== GIVEN DATA ==

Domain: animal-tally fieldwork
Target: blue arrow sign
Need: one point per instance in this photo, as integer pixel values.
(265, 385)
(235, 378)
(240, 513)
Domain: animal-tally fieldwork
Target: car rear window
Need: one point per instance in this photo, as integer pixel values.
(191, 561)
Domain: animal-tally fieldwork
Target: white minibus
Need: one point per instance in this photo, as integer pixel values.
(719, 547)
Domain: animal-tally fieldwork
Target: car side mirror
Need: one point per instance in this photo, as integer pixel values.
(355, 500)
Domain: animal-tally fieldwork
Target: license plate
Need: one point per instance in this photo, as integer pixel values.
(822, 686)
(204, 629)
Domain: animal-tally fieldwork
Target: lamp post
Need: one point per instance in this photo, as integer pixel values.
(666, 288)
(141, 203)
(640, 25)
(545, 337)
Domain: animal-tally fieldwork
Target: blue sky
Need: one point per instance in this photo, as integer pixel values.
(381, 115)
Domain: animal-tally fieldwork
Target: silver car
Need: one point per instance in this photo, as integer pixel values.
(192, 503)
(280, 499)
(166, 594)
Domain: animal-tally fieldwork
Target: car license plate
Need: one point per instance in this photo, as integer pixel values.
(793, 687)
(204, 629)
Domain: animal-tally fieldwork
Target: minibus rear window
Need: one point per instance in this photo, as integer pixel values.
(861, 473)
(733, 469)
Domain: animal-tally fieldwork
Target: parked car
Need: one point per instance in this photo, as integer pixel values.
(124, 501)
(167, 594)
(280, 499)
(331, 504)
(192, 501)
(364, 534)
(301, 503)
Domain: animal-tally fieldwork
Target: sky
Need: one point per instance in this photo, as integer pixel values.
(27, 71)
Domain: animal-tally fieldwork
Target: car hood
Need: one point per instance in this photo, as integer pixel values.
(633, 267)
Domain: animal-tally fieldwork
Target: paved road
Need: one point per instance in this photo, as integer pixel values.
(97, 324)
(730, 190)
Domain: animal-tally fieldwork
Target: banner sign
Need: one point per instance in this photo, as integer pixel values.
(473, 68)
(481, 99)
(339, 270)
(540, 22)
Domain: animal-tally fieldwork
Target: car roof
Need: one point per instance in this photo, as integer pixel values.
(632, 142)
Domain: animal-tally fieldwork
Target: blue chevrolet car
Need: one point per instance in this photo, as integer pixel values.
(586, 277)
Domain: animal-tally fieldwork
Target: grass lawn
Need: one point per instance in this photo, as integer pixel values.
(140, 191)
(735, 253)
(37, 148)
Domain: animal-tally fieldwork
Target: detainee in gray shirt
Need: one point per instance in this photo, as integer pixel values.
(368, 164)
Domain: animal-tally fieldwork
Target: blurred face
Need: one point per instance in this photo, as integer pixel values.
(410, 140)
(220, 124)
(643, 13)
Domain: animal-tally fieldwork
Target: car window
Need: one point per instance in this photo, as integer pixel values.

===

**REQUIRED WORK:** Check every line of the records, and copy the ones that hold the word "license".

**RESPONSE FOR THIS EXERCISE:**
Target: license plate
Target: car license plate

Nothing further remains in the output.